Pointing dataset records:

>> Begin

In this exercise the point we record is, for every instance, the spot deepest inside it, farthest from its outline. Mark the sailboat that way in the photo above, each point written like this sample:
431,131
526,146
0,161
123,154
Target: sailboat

>> End

TASK BRIEF:
Can you copy every line of the records above verbatim, keeping each character and line break unchanged?

EXERCISE ANSWER:
In this exercise the point we record is, for every instance, the spot deepest inside it, farthest from its outline. Mark the sailboat that way in the photo above, each point written like this sample:
431,131
526,146
0,161
123,154
Target: sailboat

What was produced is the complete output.